• _Exercise aim_: Rewrite all of the records below as a numbered list, leaving out any blank lines.

• _Dataset extract_:
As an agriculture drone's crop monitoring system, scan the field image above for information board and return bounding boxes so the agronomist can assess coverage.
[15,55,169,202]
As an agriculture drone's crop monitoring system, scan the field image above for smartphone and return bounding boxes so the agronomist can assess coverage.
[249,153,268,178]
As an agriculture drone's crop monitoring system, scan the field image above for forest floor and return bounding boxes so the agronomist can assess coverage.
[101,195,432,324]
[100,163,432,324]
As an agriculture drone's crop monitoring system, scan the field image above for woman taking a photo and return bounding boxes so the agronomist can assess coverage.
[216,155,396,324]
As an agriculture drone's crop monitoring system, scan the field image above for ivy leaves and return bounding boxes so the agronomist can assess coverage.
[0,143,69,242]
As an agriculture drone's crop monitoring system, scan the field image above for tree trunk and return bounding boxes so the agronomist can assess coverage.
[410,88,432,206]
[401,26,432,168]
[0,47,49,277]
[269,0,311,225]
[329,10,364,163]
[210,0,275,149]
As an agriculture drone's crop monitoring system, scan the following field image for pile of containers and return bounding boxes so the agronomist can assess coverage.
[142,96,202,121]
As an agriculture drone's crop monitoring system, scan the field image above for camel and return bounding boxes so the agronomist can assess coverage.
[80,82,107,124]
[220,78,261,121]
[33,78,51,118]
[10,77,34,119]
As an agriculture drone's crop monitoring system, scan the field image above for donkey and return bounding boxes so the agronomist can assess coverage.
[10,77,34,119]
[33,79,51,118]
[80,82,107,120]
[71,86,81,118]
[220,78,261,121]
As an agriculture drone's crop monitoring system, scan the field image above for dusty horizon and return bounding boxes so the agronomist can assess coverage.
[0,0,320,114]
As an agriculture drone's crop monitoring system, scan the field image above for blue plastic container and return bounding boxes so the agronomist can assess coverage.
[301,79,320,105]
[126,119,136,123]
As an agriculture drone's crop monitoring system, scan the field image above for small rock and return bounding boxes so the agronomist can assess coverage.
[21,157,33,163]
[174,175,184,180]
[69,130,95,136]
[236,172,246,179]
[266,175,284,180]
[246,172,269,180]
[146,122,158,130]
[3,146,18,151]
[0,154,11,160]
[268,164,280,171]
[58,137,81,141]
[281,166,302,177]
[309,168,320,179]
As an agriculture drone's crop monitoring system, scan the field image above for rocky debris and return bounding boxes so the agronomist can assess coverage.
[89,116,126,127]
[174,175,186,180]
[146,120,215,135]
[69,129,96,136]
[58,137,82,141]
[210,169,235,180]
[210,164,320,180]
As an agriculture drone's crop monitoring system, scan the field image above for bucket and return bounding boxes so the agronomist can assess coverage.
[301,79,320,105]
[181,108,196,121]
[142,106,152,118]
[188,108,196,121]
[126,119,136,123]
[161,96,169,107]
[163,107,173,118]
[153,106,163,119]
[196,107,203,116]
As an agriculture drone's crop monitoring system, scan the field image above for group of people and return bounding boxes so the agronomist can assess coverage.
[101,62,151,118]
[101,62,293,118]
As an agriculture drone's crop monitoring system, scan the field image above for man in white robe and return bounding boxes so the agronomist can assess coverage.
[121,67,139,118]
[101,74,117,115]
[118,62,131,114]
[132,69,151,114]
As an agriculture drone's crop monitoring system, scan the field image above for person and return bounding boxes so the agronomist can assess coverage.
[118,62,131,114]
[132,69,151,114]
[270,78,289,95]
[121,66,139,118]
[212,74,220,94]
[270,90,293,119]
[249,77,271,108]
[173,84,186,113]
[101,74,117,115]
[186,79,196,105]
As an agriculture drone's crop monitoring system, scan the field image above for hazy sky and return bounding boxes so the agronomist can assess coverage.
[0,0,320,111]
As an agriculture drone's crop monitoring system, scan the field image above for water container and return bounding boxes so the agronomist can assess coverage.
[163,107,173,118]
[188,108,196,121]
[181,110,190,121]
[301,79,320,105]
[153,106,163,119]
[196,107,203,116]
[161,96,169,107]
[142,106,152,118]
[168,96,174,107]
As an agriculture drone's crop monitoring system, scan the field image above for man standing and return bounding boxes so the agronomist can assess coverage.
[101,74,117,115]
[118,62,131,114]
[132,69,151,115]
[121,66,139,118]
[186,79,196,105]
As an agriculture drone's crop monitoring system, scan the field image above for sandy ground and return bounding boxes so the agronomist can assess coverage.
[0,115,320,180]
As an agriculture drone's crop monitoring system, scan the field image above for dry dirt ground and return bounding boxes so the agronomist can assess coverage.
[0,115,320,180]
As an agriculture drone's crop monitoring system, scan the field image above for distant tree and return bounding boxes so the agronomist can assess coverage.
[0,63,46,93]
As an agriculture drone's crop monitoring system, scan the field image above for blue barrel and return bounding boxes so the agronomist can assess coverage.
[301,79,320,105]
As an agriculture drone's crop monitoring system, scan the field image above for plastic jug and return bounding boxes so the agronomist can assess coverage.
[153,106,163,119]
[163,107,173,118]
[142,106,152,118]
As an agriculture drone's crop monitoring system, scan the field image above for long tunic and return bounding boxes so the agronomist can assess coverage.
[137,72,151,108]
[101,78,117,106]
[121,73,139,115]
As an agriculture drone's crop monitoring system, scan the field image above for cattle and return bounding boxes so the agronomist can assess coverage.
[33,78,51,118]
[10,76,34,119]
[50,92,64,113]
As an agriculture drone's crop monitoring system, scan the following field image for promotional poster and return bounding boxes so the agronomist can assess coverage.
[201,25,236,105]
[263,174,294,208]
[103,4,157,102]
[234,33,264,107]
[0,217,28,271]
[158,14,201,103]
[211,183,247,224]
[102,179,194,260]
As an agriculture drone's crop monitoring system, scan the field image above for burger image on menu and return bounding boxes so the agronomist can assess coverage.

• _Exercise solution_:
1. As an agriculture drone's crop monitoring system, scan the field image above for information board and return bounding boxes so the agronomist can assess coverage.
2. [15,55,169,202]
3. As an agriculture drone's crop monitoring system, scan the field image above for smartphone and return bounding boxes so the agronomist can assess coverage.
4. [249,153,268,178]
5. As an agriculture drone's crop monitoring system, scan the field image above for forest floor and return bounding boxes so the agronomist can assess coverage.
6. [101,195,432,324]
7. [100,163,432,324]
8. As an agriculture drone's crop monitoring system, scan the field image above for woman taking a photo and return bounding boxes so the agronomist can assess coverage.
9. [216,155,396,324]
10. As an agriculture drone's crop monitoring system, scan the field image above for ivy leaves and return bounding boxes so the agronomist can assess coverage.
11. [0,143,69,242]
12. As an agriculture drone's crop monitoring system, scan the field image above for tree trunk and return bounding boxes so the agronomist can assess coverage.
13. [410,88,432,206]
14. [401,26,432,168]
15. [0,47,49,277]
16. [269,0,311,225]
17. [329,10,364,163]
18. [210,0,275,149]
19. As an agriculture drone's crop monitoring system, scan the following field image for pile of containers and return bounding boxes so the agronomist can assess coverage.
20. [142,96,202,121]
21. As an agriculture drone's crop monitoring system, scan the field image above for camel and return bounding boxes so the agronomist can assess coverage.
22. [80,82,107,124]
23. [220,78,261,121]
24. [33,78,51,118]
25. [10,77,34,119]
26. As an agriculture drone's crop monitoring system, scan the field image above for donkey and return bounding boxes so the agronomist can assess coverage.
27. [10,77,34,119]
28. [33,79,51,118]
29. [80,82,107,120]
30. [71,86,81,118]
31. [220,78,261,121]
32. As an agriculture drone's crop monitoring system, scan the field image above for dusty horizon and return bounding boxes so the agronomist can assess coverage.
33. [0,0,320,114]
34. As an agriculture drone's crop monitoring system, scan the field image above for blue plastic container and return bounding boxes so the agronomist can assess coverage.
35. [301,79,320,105]
36. [126,119,136,123]
37. As an agriculture drone's crop monitoring system, scan the field image above for small rock and return bounding boxes so the agronomist can assess coverage.
38. [21,157,33,163]
39. [174,175,184,180]
40. [69,130,95,136]
41. [236,172,246,179]
42. [266,175,284,180]
43. [246,172,269,180]
44. [146,122,158,130]
45. [3,146,18,151]
46. [0,154,11,160]
47. [268,164,280,171]
48. [58,137,81,141]
49. [281,166,302,177]
50. [309,168,320,179]
51. As an agriculture drone's crop monitoring system, scan the field image above for rocky debris and return bounding boxes so the agronomist can assess coverage.
52. [89,116,126,127]
53. [174,175,186,180]
54. [146,120,215,135]
55. [69,129,96,136]
56. [58,137,82,141]
57. [210,169,235,180]
58. [210,164,320,180]
59. As an agriculture drone's crop monitoring system, scan the field image above for bucket and return bounding boxes so the agronomist can assess coverage.
60. [301,79,320,105]
61. [181,108,196,121]
62. [142,106,152,118]
63. [188,108,196,121]
64. [126,119,136,123]
65. [161,96,169,107]
66. [163,107,173,118]
67. [153,106,163,119]
68. [196,107,203,116]
69. As an agriculture drone's crop monitoring system, scan the field image above for group of people and return bounding boxes so the agronomist can assess coverage.
70. [101,62,151,118]
71. [101,62,293,118]
72. As an agriculture drone's crop monitoring system, scan the field image above for man in white robe and return bounding boxes so the agronomist can assess coverage.
73. [121,67,139,118]
74. [101,74,117,115]
75. [118,62,131,114]
76. [132,69,151,114]
77. As an agriculture drone's crop monitoring system, scan the field image above for person and return bounding boxes so the agronomist can assess coverage.
78. [118,62,131,114]
79. [132,69,151,114]
80. [270,78,289,95]
81. [121,66,139,118]
82. [212,74,220,94]
83. [270,90,293,119]
84. [249,77,271,108]
85. [173,84,186,113]
86. [101,74,117,115]
87. [186,79,196,105]
88. As an agriculture drone's crop monitoring system, scan the field image above for hazy sky and return bounding boxes so the agronomist can assess coverage.
89. [0,0,320,111]
90. As an agriculture drone's crop monitoring system, scan the field image above for water container and return bounding boxes so the agronomist can assess coverage.
91. [163,107,173,118]
92. [188,108,196,121]
93. [181,110,190,121]
94. [301,79,320,105]
95. [153,106,163,119]
96. [196,107,203,116]
97. [161,96,169,107]
98. [142,106,152,118]
99. [168,96,174,107]
100. As an agriculture drone's crop monitoring system, scan the field image above for man standing and return bounding boxes so the agronomist can assess coverage.
101. [101,74,117,115]
102. [118,62,131,114]
103. [132,69,151,115]
104. [121,66,139,118]
105. [186,79,196,105]
106. As an agriculture drone's crop monitoring system, scan the field image above for sandy ground and return bounding boxes so the agronomist can assess coverage.
107. [0,115,320,180]
108. As an agriculture drone's crop monitoring system, scan the field image above for dry dirt ground and return bounding boxes so the agronomist can assess coverage.
109. [0,115,320,180]
110. As an agriculture drone's crop monitoring system, scan the field image above for distant tree and return bounding boxes so the agronomist can assess coverage.
111. [0,63,46,93]
112. As an agriculture drone's crop monitoring system, scan the field image above for blue barrel and return bounding boxes so the agronomist can assess coverage.
113. [301,79,320,105]
114. As an agriculture drone's crop monitoring system, scan the field image above for plastic jug and return bounding boxes so the agronomist can assess coverage.
115. [153,106,163,119]
116. [163,107,173,118]
117. [142,106,152,118]
118. As an agriculture drone's crop monitoring system, scan the field image above for long tunic and return bounding boxes so the agronomist can assess coverage.
119. [137,72,151,108]
120. [101,78,117,106]
121. [121,73,139,115]
122. As an agriculture drone's crop monitoring system, scan the field image above for cattle and return bounding boxes so the agronomist can assess coverage.
123. [33,78,51,118]
124. [10,76,34,119]
125. [50,92,64,113]
126. As an agriculture drone's crop monitoring system, scan the following field image for promotional poster and return bounding boxes so the agronomist can assess coverage.
127. [201,25,236,105]
128. [263,174,294,208]
129. [103,4,157,102]
130. [234,33,264,107]
131. [0,217,28,271]
132. [158,14,201,103]
133. [211,183,247,224]
134. [102,179,194,260]
135. As an agriculture drone's crop monitoring system, scan the field image above for burger image on menu and return bounding boxes so the agronomist can assess coverage.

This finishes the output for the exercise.